--- INPUT RECORDS ---

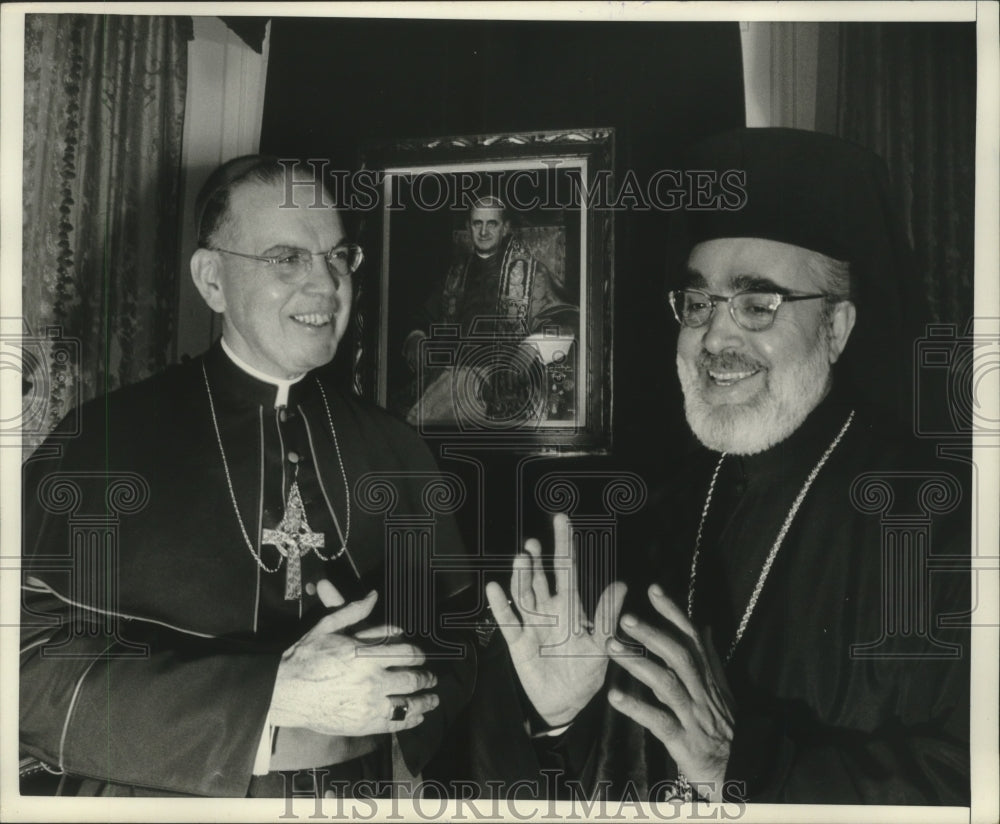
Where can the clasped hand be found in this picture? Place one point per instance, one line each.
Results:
(692, 717)
(337, 683)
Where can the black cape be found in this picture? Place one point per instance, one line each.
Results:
(847, 688)
(150, 634)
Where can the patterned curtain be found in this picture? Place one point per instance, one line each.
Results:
(908, 92)
(103, 120)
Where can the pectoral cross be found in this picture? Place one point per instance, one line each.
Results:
(293, 538)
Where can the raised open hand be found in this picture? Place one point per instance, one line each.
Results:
(559, 656)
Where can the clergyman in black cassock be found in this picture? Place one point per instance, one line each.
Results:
(797, 611)
(163, 592)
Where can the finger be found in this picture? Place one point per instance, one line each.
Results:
(609, 608)
(666, 686)
(346, 616)
(674, 654)
(521, 591)
(329, 595)
(394, 655)
(416, 704)
(564, 557)
(658, 722)
(412, 720)
(673, 613)
(539, 584)
(509, 625)
(407, 681)
(378, 635)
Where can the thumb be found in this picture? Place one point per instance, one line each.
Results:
(346, 616)
(329, 594)
(609, 608)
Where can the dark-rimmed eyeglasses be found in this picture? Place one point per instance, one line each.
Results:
(751, 310)
(294, 265)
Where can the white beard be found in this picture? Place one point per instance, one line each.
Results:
(766, 419)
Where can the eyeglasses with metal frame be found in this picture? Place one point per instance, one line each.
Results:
(752, 310)
(294, 265)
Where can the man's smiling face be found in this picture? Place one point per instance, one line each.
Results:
(281, 328)
(747, 391)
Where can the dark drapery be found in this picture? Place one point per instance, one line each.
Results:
(908, 92)
(103, 121)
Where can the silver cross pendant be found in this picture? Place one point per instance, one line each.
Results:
(293, 538)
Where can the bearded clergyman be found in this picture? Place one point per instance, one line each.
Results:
(783, 639)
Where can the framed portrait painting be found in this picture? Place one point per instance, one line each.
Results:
(486, 312)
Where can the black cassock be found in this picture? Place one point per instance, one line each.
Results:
(846, 688)
(151, 635)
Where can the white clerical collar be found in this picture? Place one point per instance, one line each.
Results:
(282, 384)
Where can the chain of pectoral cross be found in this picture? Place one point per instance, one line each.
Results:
(294, 539)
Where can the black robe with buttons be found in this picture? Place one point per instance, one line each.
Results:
(851, 681)
(151, 634)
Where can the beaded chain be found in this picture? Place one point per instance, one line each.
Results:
(774, 547)
(232, 492)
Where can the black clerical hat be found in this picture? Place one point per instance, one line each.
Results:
(822, 193)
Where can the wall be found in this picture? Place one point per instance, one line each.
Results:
(790, 74)
(225, 99)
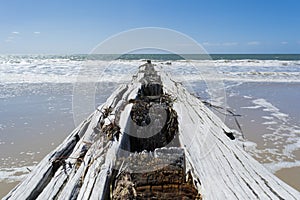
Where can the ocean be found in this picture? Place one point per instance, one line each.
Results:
(43, 98)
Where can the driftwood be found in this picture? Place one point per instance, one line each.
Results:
(112, 154)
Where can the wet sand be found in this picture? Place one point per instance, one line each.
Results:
(277, 136)
(33, 124)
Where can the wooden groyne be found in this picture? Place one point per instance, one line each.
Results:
(151, 140)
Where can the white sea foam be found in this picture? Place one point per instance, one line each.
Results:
(62, 70)
(274, 167)
(14, 173)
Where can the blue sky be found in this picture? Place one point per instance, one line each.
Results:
(221, 26)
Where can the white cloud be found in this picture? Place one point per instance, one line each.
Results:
(220, 44)
(210, 44)
(253, 43)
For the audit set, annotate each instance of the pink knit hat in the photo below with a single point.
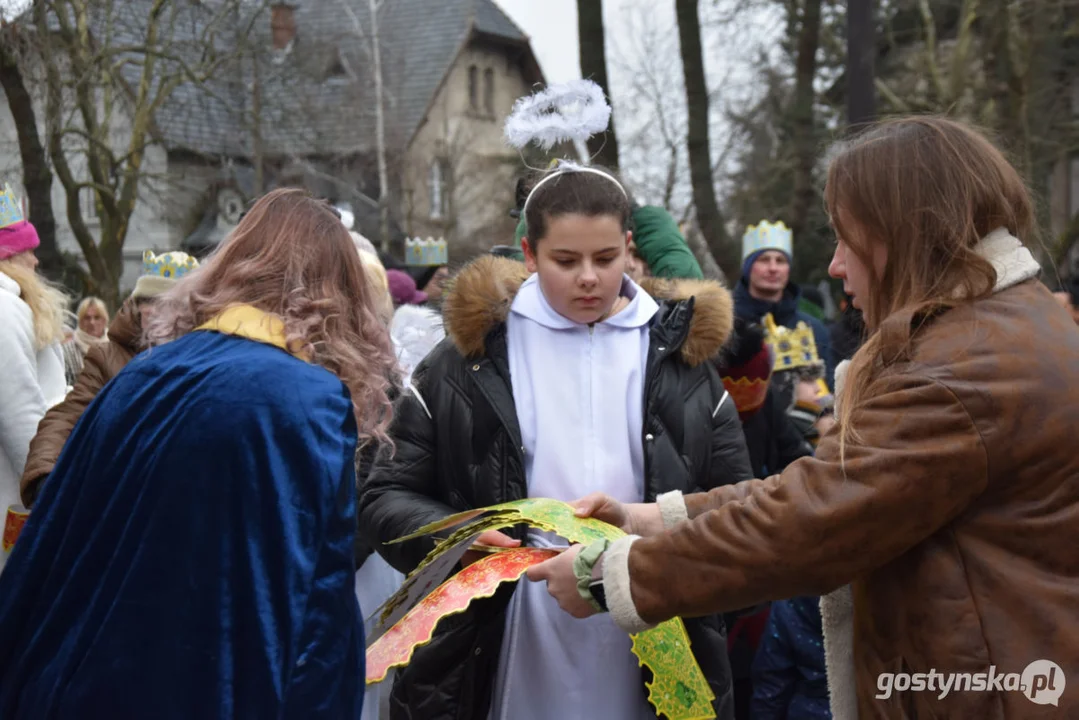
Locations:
(18, 238)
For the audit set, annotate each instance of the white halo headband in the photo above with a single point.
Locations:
(567, 168)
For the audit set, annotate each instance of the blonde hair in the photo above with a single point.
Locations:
(291, 256)
(927, 189)
(48, 303)
(380, 284)
(92, 302)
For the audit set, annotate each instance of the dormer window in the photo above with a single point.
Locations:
(474, 87)
(489, 91)
(338, 71)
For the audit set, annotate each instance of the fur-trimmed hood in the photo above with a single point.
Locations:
(478, 299)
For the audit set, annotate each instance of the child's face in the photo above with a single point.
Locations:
(581, 262)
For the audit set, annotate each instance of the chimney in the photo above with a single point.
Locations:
(283, 25)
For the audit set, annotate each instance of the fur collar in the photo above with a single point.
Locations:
(479, 297)
(1013, 262)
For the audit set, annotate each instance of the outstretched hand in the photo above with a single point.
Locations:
(603, 507)
(634, 519)
(490, 539)
(562, 583)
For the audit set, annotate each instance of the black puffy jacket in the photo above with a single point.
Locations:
(459, 446)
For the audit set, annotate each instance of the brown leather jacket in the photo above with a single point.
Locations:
(956, 520)
(101, 363)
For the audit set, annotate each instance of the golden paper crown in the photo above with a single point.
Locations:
(11, 209)
(792, 348)
(428, 253)
(749, 395)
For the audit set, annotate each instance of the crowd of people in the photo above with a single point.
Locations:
(212, 478)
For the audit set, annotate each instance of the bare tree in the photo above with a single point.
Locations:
(592, 49)
(109, 67)
(709, 217)
(373, 50)
(803, 116)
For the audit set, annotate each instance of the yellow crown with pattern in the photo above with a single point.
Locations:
(172, 266)
(792, 348)
(426, 253)
(767, 236)
(11, 209)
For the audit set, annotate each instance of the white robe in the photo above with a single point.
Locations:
(579, 394)
(31, 381)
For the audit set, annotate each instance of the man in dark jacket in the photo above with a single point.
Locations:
(103, 362)
(462, 391)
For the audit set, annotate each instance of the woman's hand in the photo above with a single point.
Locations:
(491, 539)
(634, 519)
(562, 583)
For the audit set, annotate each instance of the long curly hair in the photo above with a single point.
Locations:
(48, 303)
(291, 256)
(928, 189)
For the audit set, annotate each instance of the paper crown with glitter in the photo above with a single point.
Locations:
(792, 348)
(428, 253)
(11, 209)
(767, 236)
(172, 266)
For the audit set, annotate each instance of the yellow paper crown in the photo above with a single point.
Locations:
(173, 266)
(767, 236)
(793, 348)
(11, 209)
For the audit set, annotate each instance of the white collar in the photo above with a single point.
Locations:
(9, 284)
(530, 302)
(1013, 262)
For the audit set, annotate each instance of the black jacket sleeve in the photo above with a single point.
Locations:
(790, 443)
(399, 493)
(731, 461)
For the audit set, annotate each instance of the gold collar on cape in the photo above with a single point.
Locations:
(254, 324)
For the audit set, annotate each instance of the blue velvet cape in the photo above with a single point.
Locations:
(191, 554)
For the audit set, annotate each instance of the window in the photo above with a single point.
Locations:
(87, 202)
(489, 91)
(474, 87)
(437, 189)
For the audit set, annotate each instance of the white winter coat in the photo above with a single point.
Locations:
(31, 381)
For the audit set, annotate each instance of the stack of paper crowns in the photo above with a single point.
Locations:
(428, 253)
(11, 209)
(767, 236)
(792, 348)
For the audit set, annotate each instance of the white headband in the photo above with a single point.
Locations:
(565, 168)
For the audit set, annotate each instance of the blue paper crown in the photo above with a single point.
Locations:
(426, 253)
(767, 236)
(168, 265)
(11, 211)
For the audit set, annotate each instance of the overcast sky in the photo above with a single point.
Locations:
(552, 25)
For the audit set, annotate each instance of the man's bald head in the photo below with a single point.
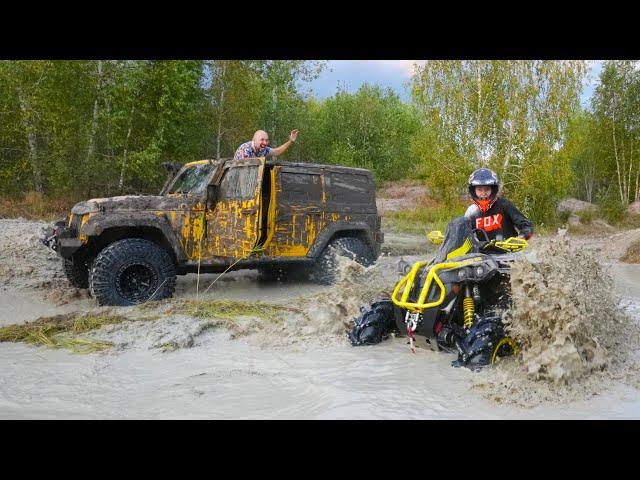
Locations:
(260, 139)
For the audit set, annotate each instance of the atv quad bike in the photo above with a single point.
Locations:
(453, 302)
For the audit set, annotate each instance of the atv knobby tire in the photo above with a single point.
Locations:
(132, 271)
(325, 268)
(77, 272)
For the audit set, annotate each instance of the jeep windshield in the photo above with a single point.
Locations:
(193, 179)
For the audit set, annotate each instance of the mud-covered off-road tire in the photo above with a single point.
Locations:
(76, 271)
(324, 271)
(374, 324)
(132, 271)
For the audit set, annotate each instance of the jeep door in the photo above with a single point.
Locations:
(233, 225)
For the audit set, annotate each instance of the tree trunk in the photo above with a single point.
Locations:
(126, 146)
(33, 147)
(220, 110)
(615, 150)
(94, 117)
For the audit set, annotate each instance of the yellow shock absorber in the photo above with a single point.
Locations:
(468, 309)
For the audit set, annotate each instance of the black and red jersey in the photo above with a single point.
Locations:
(501, 221)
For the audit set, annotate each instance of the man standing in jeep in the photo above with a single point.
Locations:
(259, 146)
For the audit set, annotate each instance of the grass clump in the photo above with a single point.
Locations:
(54, 331)
(232, 309)
(35, 206)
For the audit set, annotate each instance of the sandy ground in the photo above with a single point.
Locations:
(298, 370)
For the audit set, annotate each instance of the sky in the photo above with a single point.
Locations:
(351, 74)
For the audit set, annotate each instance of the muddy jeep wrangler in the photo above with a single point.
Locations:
(213, 216)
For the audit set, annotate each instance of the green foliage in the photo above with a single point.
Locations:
(510, 116)
(423, 220)
(369, 129)
(611, 208)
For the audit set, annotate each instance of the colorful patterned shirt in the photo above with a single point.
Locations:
(247, 150)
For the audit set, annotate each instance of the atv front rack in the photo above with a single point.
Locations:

---

Render the lines above, from the one containing "For the audit set, annotate each instance of the black and" through the last line inclusive, as a Markdown table with the columns Row and Text, leaving out any blank lines.

TASK RESULT:
| Row | Text |
|---|---|
| 1 | For the audit set, annotate each instance of the black and red jersey in the photo above with a single point. |
| 2 | Locations: |
| 3 | (501, 221) |
| 4 | For the audit set, annotate each instance of the man standing in jeep in the photo above with a single point. |
| 5 | Locations: |
| 6 | (259, 146) |
| 7 | For the audit set, annotate each instance of the grass clump in the photo above with a single point. |
| 8 | Locations: |
| 9 | (54, 331) |
| 10 | (232, 309) |
| 11 | (35, 206) |
| 12 | For the audit set, annotate each instance of the sandy ground in the photo above with a single point. |
| 13 | Locations: |
| 14 | (298, 370) |
| 15 | For the audit set, annotate each instance of the sky in the photo above with a single point. |
| 16 | Locations: |
| 17 | (351, 74) |
| 18 | For the audit set, annotate each instance of the muddy jeep wrangler in the photo above with a single point. |
| 19 | Locations: |
| 20 | (213, 216) |
| 21 | For the audit set, annotate each instance of the green foliage in the photo above with a single point. |
| 22 | Locations: |
| 23 | (510, 116) |
| 24 | (423, 220) |
| 25 | (369, 129) |
| 26 | (611, 208) |
| 27 | For the audit set, annotate each instance of the colorful patterned shirt in the photo above with a single point. |
| 28 | Locations: |
| 29 | (247, 150) |
| 30 | For the audit set, annotate each instance of the atv front rack in the photo above with a single point. |
| 31 | Locations: |